PROBLEM A:
Answer the following about the quarterly report excerpt below:
(i) Which 1995 act defines the "forward-looking statements" it mentions?
(ii) In which cities are the company's interconnected facilities located?
(iii) How does the company attract and retain customers?
PROBLEM B: Write out everything in the quarterly report excerpt below from "We operate in" down to "at reasonable prices.", replacing "competitors" with "rivals".

Except for the historical information contained herein, certain statements in this quarterly report are "forward-looking statements" as defined in the Private Securities Litigation Reform Act of 1995, which involve certain risks and uncertainties, which could cause actual results to differ materially from those discussed herein, including but not limited to competition, customer and industry concentration, dependence on technological developments, risks related to expansion, dependence on key personnel, fluctuating results and seasonality and control by management. See the relevant portions of the Company's documents filed with the Securities and Exchange Commission and Risk Factors in Item 1A, for a further discussion of these and other risks and uncertainties applicable to the Company's business.
 
Overview
 
We are one of the largest providers of video and film asset management services to owners, producers and distributors of entertainment and advertising content. We provide the services necessary to edit, master, reformat, archive and ultimately distribute our clients’ film and video content, including television programming, spot advertising, feature films and movie trailers using electronic and physical means. We deliver commercials, movie trailers, electronic press kits, infomercials and syndicated programming to hundreds of broadcast outlets worldwide. Our interconnected facilities in Los Angeles, New York, Chicago, Dallas and San Francisco provide service coverage in each of the major U.S. media centers. Clients include major motion picture studios, advertising agencies and corporations.
 
We operate in a highly competitive environment in which customers desire a broad range of service at a reasonable price. There are many competitors offering some or all of the services provided by the Company. Additionally, some of our customers are large studios, which also have in-house capabilities that may influence the amount of work outsourced to companies like Point.360. We attract and retain customers by maintaining a high service level at reasonable prices.

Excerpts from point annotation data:
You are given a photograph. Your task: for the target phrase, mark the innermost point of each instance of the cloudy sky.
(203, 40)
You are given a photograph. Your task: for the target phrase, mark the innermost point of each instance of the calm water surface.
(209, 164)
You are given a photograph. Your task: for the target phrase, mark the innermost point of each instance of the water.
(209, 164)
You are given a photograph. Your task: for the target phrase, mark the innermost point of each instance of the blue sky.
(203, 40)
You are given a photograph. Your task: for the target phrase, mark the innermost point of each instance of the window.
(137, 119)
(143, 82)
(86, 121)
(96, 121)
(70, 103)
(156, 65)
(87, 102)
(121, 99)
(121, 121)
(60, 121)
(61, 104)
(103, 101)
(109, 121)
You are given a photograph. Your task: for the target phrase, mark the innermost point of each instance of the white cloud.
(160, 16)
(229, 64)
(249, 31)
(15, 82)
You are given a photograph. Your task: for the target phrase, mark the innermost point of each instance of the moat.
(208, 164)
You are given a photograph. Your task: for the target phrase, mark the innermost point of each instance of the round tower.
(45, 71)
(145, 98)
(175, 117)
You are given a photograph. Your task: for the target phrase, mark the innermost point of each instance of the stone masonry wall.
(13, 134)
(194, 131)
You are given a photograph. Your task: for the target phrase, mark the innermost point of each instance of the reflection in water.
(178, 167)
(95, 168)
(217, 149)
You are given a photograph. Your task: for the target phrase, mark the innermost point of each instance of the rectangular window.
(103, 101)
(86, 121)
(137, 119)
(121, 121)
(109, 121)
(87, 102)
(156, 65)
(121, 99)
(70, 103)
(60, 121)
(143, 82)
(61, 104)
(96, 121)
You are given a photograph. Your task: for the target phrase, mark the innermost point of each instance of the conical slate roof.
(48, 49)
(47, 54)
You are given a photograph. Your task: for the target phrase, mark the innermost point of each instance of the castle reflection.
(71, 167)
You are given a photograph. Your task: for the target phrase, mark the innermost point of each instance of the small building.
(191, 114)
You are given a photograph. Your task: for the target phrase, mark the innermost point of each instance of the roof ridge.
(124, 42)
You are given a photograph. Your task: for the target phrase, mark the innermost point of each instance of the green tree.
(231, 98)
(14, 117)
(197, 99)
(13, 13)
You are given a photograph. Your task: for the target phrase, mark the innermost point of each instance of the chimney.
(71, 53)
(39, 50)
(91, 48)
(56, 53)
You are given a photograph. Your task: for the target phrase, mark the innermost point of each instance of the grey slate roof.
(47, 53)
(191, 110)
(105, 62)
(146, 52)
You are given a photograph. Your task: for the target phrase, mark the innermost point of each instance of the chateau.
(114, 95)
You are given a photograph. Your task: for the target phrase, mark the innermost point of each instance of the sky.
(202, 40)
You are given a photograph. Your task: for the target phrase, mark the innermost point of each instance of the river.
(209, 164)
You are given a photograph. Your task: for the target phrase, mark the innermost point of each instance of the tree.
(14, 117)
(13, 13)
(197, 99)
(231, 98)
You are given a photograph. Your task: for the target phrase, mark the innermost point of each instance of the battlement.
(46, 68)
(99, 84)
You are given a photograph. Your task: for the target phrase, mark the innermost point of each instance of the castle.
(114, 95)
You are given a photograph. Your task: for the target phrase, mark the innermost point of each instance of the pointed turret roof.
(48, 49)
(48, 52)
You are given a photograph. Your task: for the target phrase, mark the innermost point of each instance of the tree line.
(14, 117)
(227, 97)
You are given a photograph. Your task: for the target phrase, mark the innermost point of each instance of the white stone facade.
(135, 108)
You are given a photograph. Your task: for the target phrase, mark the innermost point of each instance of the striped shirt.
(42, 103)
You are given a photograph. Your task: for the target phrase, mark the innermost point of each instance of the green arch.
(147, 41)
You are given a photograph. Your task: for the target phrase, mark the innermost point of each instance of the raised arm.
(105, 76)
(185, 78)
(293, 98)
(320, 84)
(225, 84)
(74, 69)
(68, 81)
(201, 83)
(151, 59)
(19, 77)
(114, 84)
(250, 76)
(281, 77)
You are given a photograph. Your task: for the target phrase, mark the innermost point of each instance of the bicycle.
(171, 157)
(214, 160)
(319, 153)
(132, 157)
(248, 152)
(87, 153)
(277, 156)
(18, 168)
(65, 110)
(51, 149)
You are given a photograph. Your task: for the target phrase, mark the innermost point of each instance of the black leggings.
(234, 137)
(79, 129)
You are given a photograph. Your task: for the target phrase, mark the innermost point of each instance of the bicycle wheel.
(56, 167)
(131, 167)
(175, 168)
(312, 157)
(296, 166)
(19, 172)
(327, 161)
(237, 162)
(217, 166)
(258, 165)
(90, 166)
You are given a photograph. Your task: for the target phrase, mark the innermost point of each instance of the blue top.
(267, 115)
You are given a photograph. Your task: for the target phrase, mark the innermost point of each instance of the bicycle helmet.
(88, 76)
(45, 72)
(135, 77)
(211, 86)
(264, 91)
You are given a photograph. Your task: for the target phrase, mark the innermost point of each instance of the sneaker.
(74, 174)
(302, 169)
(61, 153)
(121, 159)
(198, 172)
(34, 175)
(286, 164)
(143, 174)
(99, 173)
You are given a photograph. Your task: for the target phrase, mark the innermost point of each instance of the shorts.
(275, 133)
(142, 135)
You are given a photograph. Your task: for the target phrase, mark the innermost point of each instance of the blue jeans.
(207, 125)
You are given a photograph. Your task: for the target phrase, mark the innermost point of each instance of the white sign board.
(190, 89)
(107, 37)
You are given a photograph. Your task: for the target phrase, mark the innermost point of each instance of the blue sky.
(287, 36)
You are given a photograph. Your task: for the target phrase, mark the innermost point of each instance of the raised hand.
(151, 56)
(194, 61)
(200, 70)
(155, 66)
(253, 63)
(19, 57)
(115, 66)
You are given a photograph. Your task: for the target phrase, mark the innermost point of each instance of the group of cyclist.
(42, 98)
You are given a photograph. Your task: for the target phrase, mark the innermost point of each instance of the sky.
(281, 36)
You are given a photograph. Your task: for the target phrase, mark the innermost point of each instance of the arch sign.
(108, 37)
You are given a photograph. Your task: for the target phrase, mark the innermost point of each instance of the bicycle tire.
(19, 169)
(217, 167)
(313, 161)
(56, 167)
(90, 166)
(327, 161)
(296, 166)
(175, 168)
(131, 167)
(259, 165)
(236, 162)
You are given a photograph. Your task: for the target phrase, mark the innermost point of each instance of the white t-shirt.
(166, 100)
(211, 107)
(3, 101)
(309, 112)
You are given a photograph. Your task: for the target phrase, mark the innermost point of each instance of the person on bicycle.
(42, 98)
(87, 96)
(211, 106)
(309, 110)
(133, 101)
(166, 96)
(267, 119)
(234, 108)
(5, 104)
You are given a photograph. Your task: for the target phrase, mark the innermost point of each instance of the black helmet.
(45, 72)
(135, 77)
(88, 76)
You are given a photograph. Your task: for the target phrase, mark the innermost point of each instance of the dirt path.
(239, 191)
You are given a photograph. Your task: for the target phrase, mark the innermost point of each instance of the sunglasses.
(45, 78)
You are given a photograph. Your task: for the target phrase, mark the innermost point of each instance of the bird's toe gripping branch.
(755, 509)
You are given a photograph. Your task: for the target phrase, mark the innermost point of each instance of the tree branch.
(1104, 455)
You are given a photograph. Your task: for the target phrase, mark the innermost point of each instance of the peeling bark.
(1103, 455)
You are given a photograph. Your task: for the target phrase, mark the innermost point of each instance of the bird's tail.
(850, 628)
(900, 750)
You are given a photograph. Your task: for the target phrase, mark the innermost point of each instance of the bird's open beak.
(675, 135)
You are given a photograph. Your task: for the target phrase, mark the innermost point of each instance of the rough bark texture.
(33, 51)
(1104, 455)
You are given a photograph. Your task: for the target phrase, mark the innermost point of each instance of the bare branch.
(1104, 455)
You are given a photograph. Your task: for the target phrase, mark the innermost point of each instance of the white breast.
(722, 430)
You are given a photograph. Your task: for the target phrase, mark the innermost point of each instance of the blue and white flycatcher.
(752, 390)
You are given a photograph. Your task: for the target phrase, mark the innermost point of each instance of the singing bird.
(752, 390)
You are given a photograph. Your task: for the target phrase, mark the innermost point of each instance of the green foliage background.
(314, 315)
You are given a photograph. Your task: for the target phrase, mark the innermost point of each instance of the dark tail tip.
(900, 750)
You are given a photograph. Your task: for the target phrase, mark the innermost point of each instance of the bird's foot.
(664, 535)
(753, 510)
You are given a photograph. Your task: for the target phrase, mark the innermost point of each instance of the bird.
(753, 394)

FULL OUTPUT A:
(i) The Private Securities Litigation Reform Act of 1995.
(ii) Los Angeles, New York, Chicago, Dallas and San Francisco.
(iii) By maintaining a high service level at reasonable prices.

FULL OUTPUT B:
We operate in a highly competitive environment in which customers desire a broad range of service at a reasonable price. There are many rivals offering some or all of the services provided by the Company. Additionally, some of our customers are large studios, which also have in-house capabilities that may influence the amount of work outsourced to companies like Point.360. We attract and retain customers by maintaining a high service level at reasonable prices.